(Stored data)
[start]
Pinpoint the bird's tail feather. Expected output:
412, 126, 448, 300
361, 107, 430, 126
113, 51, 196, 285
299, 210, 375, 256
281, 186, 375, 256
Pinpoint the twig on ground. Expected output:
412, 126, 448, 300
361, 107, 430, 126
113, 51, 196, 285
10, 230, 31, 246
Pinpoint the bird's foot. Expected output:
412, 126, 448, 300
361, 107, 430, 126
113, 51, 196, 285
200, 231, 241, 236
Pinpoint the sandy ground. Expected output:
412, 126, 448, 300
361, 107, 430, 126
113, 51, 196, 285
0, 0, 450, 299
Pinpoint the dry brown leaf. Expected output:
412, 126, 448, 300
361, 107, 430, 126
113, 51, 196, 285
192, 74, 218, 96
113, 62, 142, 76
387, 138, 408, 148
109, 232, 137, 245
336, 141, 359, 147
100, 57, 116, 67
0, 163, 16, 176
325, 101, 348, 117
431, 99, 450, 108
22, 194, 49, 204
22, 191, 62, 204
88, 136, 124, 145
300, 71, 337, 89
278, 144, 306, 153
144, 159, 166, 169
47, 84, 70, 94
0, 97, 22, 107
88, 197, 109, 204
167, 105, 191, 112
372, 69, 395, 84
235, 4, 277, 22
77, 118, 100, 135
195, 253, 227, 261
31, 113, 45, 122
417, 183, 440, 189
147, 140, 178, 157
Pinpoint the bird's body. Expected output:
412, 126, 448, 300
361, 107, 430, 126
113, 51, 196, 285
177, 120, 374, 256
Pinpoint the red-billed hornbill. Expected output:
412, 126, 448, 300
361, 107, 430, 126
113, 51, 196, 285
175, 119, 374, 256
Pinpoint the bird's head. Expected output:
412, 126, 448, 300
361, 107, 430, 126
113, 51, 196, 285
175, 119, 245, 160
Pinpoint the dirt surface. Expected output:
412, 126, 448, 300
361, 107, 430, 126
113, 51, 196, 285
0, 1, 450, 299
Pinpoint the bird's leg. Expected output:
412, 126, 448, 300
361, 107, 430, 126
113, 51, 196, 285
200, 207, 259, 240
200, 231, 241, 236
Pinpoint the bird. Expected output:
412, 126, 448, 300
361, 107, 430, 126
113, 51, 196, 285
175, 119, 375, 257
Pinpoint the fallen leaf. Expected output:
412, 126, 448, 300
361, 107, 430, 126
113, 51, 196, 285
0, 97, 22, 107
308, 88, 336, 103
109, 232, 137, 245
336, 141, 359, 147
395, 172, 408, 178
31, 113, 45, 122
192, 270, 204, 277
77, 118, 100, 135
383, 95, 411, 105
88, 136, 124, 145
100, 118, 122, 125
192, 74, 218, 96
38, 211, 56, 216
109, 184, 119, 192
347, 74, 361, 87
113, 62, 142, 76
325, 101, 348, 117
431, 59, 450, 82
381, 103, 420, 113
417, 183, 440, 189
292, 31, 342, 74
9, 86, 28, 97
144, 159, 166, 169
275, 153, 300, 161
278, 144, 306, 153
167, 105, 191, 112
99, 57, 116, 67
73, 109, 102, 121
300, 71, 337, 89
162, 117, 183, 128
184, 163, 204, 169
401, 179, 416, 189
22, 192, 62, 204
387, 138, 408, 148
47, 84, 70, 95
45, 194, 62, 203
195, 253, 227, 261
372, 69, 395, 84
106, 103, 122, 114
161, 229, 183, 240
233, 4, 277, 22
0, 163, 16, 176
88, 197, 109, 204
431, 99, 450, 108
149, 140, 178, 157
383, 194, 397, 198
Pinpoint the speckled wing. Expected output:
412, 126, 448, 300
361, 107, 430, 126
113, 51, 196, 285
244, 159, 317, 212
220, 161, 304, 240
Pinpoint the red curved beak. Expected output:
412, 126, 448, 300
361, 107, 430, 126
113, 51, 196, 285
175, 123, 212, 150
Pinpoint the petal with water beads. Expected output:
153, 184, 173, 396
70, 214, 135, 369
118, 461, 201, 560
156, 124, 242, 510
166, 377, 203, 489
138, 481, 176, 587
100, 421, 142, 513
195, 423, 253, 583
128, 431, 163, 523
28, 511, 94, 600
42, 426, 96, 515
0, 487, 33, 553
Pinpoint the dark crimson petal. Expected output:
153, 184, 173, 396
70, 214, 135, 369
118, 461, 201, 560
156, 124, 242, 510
[end]
▶ [Exercise objective]:
Pull out each line of the rows above that contains the word "leaf", and list those lines.

▶ [Result for this task]:
Pinpoint the dry brown leaf. Expected output:
Pinpoint the fallen leaf. Expected output:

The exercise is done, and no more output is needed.